▸ TASK PROMPT
Arrange the rows from the line with "Target: pale skin" to the line with "[[0,3],[0,28],[18,24],[33,24],[55,14],[53,7],[46,0],[6,0]]", both included, as a JSON list of strings with one string per line, skipping blank lines. Leave the pictures out of the answer.

[Boundary labeling items]

>> BEGIN

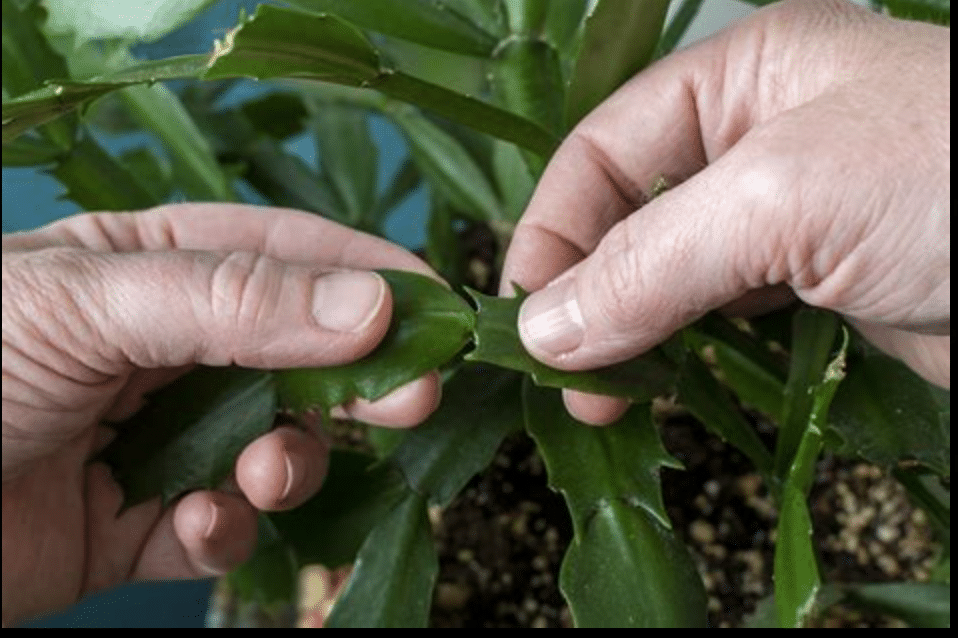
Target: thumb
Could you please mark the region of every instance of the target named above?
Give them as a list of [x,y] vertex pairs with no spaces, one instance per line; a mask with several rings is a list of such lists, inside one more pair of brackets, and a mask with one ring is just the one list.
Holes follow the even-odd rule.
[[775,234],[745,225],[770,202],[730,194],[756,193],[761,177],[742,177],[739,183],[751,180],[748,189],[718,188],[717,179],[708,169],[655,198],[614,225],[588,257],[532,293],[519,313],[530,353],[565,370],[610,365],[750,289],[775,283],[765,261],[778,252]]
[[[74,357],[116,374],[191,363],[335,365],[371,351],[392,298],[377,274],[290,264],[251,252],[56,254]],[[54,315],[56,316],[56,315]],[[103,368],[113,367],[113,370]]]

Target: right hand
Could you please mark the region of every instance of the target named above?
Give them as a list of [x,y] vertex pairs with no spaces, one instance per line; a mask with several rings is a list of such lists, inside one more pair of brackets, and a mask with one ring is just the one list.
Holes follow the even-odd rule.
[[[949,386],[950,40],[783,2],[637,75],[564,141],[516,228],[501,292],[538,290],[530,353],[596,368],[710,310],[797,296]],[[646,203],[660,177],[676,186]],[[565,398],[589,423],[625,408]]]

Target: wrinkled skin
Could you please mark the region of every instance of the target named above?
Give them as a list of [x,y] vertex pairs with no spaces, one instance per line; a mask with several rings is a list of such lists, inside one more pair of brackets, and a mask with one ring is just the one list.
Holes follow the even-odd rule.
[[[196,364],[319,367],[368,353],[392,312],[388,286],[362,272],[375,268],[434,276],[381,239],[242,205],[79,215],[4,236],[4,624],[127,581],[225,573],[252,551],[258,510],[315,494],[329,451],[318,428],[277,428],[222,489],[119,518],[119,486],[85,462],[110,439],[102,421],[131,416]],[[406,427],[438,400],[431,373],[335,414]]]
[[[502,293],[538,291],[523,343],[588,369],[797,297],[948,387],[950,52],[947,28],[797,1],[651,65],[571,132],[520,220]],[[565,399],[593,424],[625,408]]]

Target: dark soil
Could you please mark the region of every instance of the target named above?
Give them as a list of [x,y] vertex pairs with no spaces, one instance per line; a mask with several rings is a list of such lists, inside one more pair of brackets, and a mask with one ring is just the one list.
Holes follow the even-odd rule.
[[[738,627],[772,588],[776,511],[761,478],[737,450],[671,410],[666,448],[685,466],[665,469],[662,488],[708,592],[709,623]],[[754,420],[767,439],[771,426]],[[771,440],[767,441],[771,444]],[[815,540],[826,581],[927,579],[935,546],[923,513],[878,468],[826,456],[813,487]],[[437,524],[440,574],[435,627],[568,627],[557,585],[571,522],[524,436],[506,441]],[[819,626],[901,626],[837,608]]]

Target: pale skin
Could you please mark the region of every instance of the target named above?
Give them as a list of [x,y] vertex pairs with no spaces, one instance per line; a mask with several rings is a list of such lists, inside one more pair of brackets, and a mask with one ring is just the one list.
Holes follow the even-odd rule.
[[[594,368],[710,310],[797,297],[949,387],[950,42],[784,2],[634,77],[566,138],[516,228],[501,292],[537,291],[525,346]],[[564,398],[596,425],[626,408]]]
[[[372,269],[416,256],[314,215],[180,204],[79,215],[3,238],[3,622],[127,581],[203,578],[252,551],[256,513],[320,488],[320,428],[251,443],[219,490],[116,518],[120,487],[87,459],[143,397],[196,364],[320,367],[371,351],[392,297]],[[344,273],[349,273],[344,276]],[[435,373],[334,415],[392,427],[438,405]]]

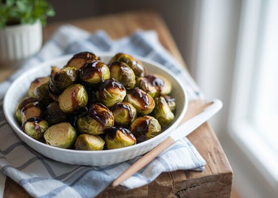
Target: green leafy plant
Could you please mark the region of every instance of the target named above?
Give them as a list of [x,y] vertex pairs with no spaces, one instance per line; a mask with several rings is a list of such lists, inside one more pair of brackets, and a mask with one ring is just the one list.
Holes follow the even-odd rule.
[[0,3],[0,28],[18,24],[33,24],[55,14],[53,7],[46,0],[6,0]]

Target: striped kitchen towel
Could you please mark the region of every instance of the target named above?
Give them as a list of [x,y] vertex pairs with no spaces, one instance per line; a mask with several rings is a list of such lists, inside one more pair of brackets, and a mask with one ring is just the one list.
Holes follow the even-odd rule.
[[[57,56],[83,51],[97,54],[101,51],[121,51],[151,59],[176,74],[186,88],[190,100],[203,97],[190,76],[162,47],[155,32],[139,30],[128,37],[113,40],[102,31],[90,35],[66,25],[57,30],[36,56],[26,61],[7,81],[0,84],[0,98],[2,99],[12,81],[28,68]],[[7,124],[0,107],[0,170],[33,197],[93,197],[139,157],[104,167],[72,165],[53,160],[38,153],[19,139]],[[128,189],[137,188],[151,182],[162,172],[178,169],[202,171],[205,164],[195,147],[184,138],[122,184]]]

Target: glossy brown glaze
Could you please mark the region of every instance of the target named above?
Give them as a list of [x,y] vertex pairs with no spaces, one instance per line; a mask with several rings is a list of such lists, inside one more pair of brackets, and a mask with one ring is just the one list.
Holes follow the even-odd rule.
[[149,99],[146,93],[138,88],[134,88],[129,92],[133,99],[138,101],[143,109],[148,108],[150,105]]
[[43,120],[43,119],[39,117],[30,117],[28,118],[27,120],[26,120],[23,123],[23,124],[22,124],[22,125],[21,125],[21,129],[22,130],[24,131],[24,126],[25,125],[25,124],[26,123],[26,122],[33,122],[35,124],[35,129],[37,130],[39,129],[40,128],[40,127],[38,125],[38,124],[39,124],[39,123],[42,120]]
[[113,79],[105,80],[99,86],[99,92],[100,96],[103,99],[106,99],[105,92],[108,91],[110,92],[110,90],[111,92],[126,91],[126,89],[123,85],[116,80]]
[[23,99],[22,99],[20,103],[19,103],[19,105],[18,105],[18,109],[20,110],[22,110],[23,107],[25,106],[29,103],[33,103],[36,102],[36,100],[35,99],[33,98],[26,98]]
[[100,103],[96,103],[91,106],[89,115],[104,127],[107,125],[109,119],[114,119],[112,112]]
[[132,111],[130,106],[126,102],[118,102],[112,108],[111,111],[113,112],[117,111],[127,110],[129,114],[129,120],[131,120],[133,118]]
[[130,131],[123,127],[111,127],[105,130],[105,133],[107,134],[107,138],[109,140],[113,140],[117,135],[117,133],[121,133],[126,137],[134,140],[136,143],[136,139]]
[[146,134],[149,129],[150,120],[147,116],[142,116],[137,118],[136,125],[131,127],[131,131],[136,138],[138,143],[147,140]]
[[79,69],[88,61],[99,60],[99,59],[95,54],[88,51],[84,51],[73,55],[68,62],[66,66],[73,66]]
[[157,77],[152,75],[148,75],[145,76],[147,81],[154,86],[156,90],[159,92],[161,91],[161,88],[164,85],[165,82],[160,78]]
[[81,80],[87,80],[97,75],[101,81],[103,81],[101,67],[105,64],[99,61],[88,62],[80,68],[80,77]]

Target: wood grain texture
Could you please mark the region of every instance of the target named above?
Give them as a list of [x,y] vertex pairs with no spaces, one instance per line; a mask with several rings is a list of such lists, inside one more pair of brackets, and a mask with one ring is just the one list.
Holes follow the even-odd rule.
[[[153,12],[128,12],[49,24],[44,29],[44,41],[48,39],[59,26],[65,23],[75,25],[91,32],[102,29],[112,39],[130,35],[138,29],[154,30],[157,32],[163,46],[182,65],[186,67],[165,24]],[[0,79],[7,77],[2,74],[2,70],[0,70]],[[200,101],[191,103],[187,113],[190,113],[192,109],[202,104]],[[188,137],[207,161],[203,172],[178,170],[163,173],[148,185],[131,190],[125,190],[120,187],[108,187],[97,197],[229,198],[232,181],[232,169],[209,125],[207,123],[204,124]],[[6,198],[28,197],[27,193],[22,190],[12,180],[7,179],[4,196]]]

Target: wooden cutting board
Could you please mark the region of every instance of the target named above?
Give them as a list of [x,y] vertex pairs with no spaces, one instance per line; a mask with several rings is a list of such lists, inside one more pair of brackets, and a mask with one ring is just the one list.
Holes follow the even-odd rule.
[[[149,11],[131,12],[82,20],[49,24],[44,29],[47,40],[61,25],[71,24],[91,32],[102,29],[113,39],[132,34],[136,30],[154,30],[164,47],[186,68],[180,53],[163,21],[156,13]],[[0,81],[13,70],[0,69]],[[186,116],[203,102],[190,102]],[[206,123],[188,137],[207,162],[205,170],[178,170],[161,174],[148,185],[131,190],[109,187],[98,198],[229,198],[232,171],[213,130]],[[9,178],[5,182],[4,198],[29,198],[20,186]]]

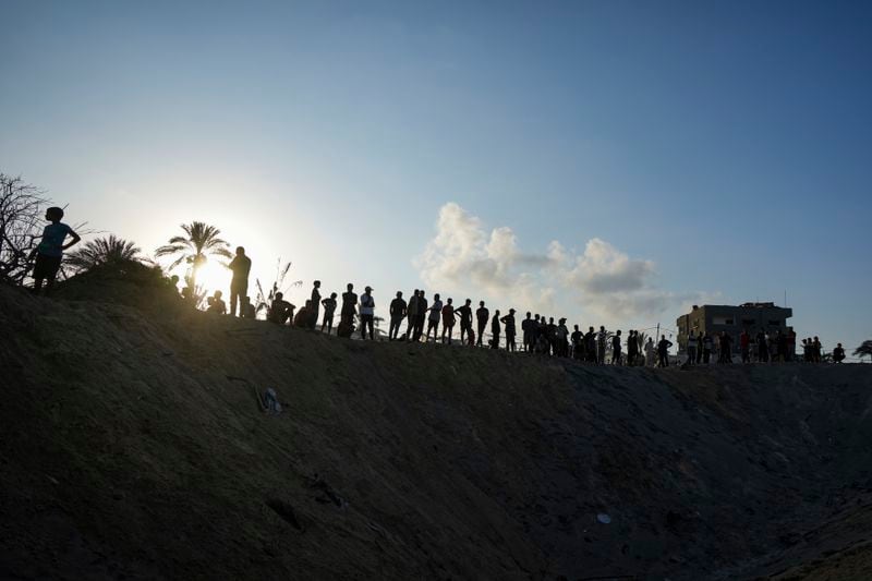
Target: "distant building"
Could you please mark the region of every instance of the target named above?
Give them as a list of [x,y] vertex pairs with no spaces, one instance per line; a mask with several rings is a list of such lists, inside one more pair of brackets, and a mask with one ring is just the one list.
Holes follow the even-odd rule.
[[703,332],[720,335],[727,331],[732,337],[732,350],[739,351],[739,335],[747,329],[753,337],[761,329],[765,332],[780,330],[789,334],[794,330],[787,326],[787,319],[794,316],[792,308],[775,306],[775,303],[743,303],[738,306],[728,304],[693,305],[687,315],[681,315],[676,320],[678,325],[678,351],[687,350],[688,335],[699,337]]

>> END

▸ SOLUTION FOR THIS TASK
[
  "Target: pale skin",
  "Could you please mark the region of every instance of the target named above?",
  "Give them as a list of [x,y] vertex pairs with no spaces, one instance per line; a mask with several rings is a list of such lists, inside one more pair of brackets, and a mask with one ring is just the one list.",
  "Holes follow the even-odd rule.",
  "[[[594,368],[710,310],[797,297],[949,387],[950,42],[784,2],[634,77],[566,138],[516,228],[501,292],[537,291],[525,346]],[[564,398],[596,425],[626,408]]]",
  "[[[372,269],[416,256],[314,215],[180,204],[79,215],[3,238],[3,622],[127,581],[203,578],[252,551],[256,513],[320,488],[320,428],[251,443],[219,490],[116,518],[120,487],[87,459],[143,397],[196,364],[320,367],[371,351],[392,297]],[[344,273],[349,273],[344,276]],[[435,373],[334,415],[392,427],[438,405]]]",
  "Target: green leafy plant",
  "Could you please mark the region of every instance of the target named above?",
  "Give them as a list of [x,y] vertex pairs with no spaces, one instance per line; a mask with several rings is a list of such lists, inside one more pair of brackets, and a mask with one ring is just the one list.",
  "Holes follow the even-odd rule.",
  "[[0,3],[0,28],[18,24],[33,24],[55,14],[53,7],[46,0],[6,0]]"
]